What this task involves →
Extract from the listing below each line that contains the string "handbag", reproducing those lines in their original order.

Extracted material →
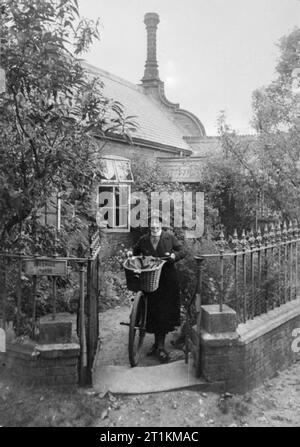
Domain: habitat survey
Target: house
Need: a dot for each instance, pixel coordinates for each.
(165, 132)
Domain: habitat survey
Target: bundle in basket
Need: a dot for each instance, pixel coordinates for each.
(146, 279)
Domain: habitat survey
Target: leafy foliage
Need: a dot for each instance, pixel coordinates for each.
(50, 114)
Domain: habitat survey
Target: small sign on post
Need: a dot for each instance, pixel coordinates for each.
(2, 81)
(45, 266)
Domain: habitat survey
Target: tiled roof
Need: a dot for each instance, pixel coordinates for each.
(154, 126)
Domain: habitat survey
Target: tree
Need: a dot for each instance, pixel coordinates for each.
(276, 119)
(264, 166)
(51, 113)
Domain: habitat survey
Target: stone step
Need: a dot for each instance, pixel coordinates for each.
(150, 379)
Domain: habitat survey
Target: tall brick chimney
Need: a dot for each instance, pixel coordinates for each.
(151, 75)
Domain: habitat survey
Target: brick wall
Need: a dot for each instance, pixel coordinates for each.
(42, 365)
(254, 352)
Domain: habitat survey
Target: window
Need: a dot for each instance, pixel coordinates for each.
(114, 194)
(115, 171)
(114, 205)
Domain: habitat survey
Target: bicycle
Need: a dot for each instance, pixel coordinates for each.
(138, 315)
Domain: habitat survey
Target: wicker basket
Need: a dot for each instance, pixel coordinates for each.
(146, 280)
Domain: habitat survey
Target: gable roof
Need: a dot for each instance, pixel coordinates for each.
(154, 126)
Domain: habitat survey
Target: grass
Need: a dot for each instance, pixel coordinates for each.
(31, 406)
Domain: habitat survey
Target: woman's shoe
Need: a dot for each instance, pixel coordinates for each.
(163, 356)
(153, 351)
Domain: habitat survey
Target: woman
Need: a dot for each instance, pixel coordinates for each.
(163, 304)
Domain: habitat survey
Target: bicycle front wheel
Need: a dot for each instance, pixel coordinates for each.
(137, 328)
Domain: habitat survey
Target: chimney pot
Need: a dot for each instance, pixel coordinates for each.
(151, 21)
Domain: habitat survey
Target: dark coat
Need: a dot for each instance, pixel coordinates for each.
(163, 304)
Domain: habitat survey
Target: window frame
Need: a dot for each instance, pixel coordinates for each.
(114, 185)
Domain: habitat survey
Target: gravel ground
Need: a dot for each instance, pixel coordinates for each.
(275, 403)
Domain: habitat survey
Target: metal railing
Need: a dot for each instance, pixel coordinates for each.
(17, 304)
(256, 272)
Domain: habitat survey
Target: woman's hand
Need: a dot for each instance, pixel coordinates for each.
(172, 256)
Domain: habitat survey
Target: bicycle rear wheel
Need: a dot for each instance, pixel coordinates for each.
(137, 328)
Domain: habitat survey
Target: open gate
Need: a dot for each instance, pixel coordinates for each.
(88, 311)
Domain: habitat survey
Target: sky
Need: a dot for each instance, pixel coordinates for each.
(212, 54)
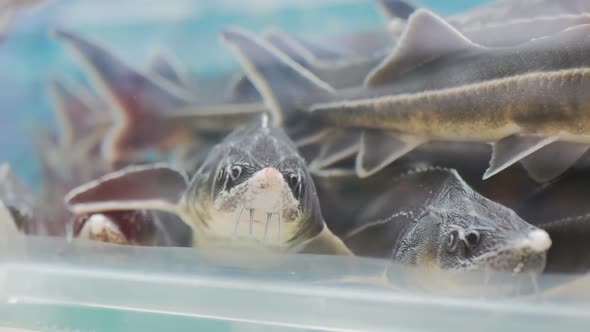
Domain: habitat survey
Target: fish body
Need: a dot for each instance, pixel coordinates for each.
(438, 85)
(432, 218)
(251, 192)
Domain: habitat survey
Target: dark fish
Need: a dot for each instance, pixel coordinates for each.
(150, 113)
(253, 175)
(432, 85)
(432, 218)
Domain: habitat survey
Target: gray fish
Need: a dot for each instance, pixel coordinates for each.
(253, 191)
(81, 117)
(508, 31)
(150, 113)
(164, 65)
(432, 218)
(9, 9)
(526, 99)
(493, 13)
(338, 69)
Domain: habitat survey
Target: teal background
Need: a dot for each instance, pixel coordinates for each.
(28, 56)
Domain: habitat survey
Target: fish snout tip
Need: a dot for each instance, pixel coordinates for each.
(538, 240)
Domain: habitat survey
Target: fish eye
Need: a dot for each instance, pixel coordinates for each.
(473, 238)
(235, 172)
(452, 241)
(294, 180)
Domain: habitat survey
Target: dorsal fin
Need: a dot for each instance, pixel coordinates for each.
(284, 84)
(427, 37)
(163, 64)
(140, 103)
(147, 187)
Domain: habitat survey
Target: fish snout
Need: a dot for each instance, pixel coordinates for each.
(525, 255)
(266, 190)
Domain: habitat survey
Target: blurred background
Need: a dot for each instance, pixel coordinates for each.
(134, 28)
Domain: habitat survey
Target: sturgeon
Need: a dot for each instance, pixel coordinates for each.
(431, 218)
(530, 101)
(493, 13)
(150, 112)
(253, 191)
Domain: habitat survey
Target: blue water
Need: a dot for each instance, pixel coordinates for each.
(133, 27)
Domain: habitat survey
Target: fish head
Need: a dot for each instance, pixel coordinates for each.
(255, 189)
(484, 235)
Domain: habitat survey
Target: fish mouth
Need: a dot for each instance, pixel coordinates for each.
(525, 255)
(261, 211)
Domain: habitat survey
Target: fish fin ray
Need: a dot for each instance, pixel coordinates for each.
(512, 149)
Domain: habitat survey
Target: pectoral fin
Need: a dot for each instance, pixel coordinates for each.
(380, 148)
(511, 149)
(151, 187)
(8, 226)
(553, 160)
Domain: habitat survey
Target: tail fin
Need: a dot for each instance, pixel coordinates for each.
(139, 102)
(286, 87)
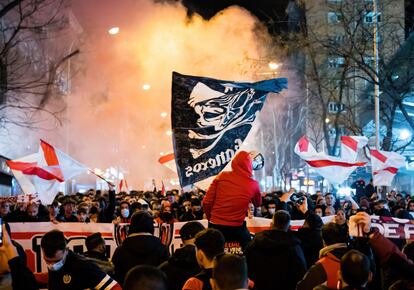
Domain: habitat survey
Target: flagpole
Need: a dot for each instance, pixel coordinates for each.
(376, 81)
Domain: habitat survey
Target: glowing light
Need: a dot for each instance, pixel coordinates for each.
(345, 191)
(114, 30)
(405, 134)
(274, 65)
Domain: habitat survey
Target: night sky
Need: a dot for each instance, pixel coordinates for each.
(270, 12)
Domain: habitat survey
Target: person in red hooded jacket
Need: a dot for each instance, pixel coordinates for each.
(227, 200)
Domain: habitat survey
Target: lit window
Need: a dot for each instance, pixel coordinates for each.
(369, 17)
(334, 17)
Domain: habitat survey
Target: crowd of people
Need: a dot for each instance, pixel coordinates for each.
(317, 256)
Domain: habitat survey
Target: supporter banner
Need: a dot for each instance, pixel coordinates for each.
(335, 169)
(393, 227)
(30, 234)
(210, 120)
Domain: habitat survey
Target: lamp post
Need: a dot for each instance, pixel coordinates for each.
(376, 76)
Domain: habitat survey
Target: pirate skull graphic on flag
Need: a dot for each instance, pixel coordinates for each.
(210, 120)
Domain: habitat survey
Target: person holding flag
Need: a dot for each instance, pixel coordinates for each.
(227, 200)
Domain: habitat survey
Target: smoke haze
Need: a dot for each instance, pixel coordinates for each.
(111, 120)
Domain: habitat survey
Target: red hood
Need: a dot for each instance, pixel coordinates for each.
(242, 164)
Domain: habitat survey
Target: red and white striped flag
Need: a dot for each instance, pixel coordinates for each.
(163, 192)
(123, 183)
(42, 172)
(335, 169)
(168, 160)
(385, 166)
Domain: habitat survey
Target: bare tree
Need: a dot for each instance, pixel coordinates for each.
(30, 66)
(340, 73)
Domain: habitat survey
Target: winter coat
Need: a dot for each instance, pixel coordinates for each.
(312, 243)
(228, 197)
(317, 274)
(275, 260)
(181, 266)
(138, 250)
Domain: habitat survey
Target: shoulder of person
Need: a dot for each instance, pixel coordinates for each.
(193, 284)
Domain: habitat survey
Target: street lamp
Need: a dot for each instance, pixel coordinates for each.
(405, 134)
(113, 30)
(274, 65)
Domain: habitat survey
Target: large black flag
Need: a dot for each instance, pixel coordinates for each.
(210, 120)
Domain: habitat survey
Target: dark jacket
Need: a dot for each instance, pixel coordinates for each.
(181, 266)
(79, 273)
(316, 275)
(138, 250)
(275, 260)
(312, 243)
(395, 265)
(107, 214)
(22, 277)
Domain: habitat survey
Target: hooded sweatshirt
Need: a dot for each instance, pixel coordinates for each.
(139, 249)
(228, 197)
(275, 260)
(181, 266)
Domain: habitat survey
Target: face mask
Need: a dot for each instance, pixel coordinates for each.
(57, 266)
(257, 160)
(166, 216)
(125, 212)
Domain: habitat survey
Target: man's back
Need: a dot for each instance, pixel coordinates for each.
(181, 266)
(78, 273)
(275, 260)
(229, 195)
(138, 250)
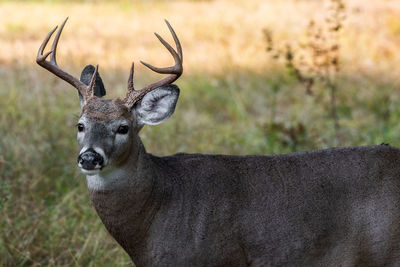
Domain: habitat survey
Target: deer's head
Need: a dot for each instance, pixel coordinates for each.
(108, 128)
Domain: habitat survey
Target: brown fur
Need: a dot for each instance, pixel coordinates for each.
(106, 109)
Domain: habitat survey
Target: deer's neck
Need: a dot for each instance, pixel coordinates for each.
(127, 199)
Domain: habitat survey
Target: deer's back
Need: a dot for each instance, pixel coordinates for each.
(327, 207)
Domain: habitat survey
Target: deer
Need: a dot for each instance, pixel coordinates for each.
(331, 207)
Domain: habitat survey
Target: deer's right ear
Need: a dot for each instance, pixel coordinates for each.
(86, 76)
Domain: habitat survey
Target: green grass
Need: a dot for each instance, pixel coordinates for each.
(47, 218)
(234, 100)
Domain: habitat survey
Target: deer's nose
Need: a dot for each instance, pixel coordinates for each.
(90, 160)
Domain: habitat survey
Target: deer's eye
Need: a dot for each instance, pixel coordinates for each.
(80, 126)
(123, 129)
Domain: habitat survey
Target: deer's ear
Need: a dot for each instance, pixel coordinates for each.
(157, 105)
(86, 76)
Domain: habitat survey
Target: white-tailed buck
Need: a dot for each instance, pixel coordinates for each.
(334, 207)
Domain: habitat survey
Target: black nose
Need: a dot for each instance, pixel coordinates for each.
(90, 159)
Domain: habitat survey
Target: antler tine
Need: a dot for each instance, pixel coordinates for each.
(55, 43)
(52, 66)
(90, 87)
(174, 72)
(130, 79)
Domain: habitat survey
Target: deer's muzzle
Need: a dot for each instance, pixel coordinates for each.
(90, 160)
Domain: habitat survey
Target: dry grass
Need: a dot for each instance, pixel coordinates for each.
(235, 99)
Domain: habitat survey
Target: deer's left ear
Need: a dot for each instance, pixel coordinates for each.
(157, 105)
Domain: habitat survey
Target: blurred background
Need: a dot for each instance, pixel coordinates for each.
(260, 77)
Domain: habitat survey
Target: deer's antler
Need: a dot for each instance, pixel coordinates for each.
(133, 96)
(85, 90)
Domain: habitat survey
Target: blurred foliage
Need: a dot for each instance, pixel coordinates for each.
(234, 100)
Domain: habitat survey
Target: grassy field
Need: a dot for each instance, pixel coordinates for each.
(235, 98)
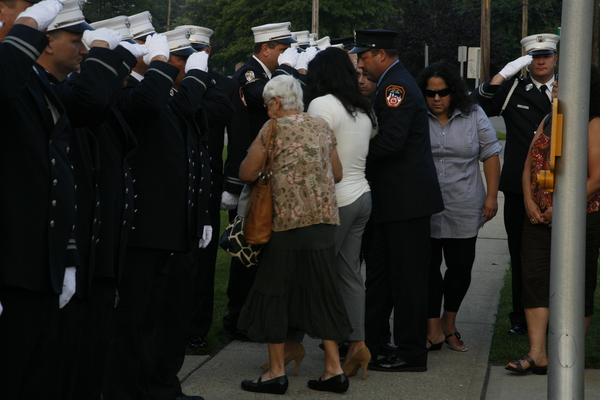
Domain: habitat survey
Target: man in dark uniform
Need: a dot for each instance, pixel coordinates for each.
(271, 58)
(167, 210)
(225, 185)
(37, 207)
(523, 103)
(405, 193)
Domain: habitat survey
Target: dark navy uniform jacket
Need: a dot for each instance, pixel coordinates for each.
(37, 197)
(525, 110)
(400, 166)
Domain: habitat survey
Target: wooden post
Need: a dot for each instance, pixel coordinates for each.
(485, 40)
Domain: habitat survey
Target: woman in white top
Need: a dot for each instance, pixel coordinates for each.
(333, 86)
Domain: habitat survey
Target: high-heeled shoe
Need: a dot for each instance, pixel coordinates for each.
(297, 354)
(273, 386)
(359, 360)
(336, 384)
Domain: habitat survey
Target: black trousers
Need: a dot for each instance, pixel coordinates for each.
(204, 293)
(514, 214)
(241, 279)
(29, 328)
(129, 362)
(453, 286)
(172, 329)
(397, 275)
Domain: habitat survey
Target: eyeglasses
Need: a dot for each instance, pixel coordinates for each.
(266, 103)
(431, 93)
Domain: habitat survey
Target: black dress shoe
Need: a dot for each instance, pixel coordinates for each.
(387, 349)
(395, 364)
(274, 386)
(197, 342)
(336, 384)
(186, 397)
(518, 329)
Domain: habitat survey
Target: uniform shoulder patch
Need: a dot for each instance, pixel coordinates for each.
(243, 98)
(250, 77)
(394, 95)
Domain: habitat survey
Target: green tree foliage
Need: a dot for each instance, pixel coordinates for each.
(232, 21)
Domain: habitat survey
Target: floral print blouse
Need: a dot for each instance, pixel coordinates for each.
(540, 155)
(303, 186)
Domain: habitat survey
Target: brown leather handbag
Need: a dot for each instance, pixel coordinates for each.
(258, 221)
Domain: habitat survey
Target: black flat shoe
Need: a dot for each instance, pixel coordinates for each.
(274, 386)
(336, 384)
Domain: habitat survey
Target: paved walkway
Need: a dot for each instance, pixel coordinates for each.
(451, 375)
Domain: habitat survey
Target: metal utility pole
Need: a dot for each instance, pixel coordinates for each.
(169, 16)
(485, 40)
(567, 269)
(315, 26)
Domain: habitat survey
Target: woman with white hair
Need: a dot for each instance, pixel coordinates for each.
(295, 286)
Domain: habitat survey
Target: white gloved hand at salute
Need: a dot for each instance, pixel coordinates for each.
(158, 45)
(513, 67)
(43, 13)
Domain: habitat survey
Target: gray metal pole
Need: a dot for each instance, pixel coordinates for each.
(567, 280)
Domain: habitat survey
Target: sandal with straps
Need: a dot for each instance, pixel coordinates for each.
(460, 341)
(532, 367)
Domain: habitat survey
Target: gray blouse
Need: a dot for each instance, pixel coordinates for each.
(457, 149)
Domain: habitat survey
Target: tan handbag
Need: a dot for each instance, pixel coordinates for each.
(258, 221)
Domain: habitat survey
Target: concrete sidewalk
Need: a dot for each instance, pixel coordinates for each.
(451, 375)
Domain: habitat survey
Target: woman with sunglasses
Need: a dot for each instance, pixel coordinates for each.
(461, 136)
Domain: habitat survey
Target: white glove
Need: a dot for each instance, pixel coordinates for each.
(43, 12)
(197, 61)
(110, 36)
(206, 237)
(305, 57)
(68, 287)
(138, 50)
(229, 201)
(513, 67)
(289, 56)
(157, 45)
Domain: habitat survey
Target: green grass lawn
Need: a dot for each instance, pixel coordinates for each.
(507, 348)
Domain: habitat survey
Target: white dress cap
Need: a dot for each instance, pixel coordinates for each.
(179, 42)
(70, 18)
(543, 43)
(120, 24)
(324, 43)
(141, 25)
(199, 36)
(302, 38)
(279, 32)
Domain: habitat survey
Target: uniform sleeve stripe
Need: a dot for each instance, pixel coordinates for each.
(162, 73)
(22, 45)
(193, 77)
(105, 65)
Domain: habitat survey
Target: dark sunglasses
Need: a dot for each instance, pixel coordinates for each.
(431, 93)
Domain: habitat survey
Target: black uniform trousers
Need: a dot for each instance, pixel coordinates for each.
(397, 278)
(28, 362)
(129, 362)
(514, 214)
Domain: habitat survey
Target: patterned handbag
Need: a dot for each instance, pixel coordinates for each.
(233, 242)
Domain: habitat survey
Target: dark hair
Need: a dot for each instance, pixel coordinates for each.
(332, 72)
(456, 84)
(258, 46)
(595, 92)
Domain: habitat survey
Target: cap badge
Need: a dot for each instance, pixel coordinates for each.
(394, 95)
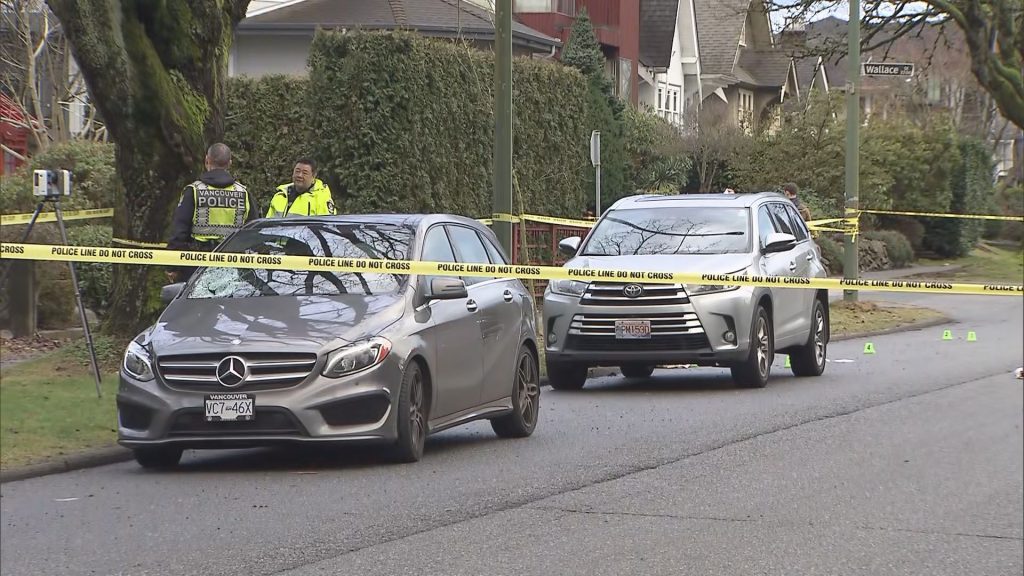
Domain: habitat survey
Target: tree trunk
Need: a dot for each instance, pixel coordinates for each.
(157, 73)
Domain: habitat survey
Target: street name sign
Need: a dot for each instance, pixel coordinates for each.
(887, 69)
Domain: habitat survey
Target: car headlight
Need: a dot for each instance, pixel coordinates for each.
(137, 363)
(356, 357)
(568, 287)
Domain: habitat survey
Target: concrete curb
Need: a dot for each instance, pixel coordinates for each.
(76, 461)
(904, 328)
(116, 454)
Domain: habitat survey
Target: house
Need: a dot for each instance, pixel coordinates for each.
(274, 38)
(670, 59)
(943, 80)
(616, 25)
(744, 77)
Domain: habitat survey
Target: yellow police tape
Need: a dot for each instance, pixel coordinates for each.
(944, 215)
(322, 263)
(8, 219)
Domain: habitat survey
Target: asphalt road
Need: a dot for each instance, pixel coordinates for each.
(908, 461)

Expected output →
Target: brown leather handbag
Target: tan handbag
Target: patterned handbag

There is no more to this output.